Stated goal: Starting from the line containing "of the woman", write out every remaining line exactly, the last one included.

----------------

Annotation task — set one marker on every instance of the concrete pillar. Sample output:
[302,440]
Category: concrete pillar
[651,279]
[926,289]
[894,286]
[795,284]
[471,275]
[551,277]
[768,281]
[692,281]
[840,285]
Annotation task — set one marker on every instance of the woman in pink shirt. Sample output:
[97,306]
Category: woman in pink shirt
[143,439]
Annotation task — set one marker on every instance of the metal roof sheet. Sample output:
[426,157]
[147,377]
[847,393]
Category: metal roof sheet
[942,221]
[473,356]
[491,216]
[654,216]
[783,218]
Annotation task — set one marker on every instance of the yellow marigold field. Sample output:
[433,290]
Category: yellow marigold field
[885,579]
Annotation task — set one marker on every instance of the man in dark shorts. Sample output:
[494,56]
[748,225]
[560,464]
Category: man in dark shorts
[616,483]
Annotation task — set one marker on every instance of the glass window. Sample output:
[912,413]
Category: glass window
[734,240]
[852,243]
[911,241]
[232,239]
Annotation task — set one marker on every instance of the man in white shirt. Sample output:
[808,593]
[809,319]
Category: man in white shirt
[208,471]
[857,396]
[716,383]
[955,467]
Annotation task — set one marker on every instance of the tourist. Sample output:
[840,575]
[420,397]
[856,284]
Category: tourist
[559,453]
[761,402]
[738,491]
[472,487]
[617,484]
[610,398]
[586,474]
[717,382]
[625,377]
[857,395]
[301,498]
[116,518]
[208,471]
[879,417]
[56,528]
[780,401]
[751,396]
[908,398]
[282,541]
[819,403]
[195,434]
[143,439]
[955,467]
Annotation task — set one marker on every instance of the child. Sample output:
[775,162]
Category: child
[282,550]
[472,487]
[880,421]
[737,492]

----------------

Solution for this task:
Annotation task — set one marker on every instance of the woman in pink shirt. Sample output:
[97,306]
Category: woman in pink shirt
[143,439]
Annotation task — set one marker on every instance of the metal roof sheet. Sample output:
[426,157]
[147,377]
[847,393]
Category: metal roof sheet
[942,221]
[473,356]
[491,216]
[654,216]
[783,218]
Annotation task — set one marker on every instance of the yellow marigold field. Sample output:
[433,290]
Category: yellow marigold field
[885,579]
Annotation task — set one marker on every instance of the man in dark shorts. Sample output:
[494,56]
[748,225]
[560,464]
Category: man in dark shorts
[616,483]
Annotation task — set one marker on every instance of the glass window. Sample output:
[912,413]
Category: glass window
[734,240]
[852,243]
[911,241]
[232,239]
Annotation task — set one marker on every instance of the man in white shirt. Sample output:
[808,593]
[809,319]
Category: man in white shirt
[208,471]
[857,396]
[716,383]
[955,467]
Annotation task — set one marker on every instance of the tourist. Sample output:
[840,575]
[420,397]
[856,284]
Category: tourist
[559,453]
[761,402]
[738,491]
[472,487]
[617,484]
[610,398]
[586,474]
[717,382]
[625,377]
[857,395]
[301,498]
[116,518]
[208,471]
[879,417]
[56,528]
[780,401]
[751,396]
[908,398]
[282,541]
[819,403]
[195,434]
[143,439]
[955,467]
Annotation task — set one marker on every instance of the child. Sample output:
[775,162]
Category: child
[282,550]
[472,487]
[880,421]
[737,492]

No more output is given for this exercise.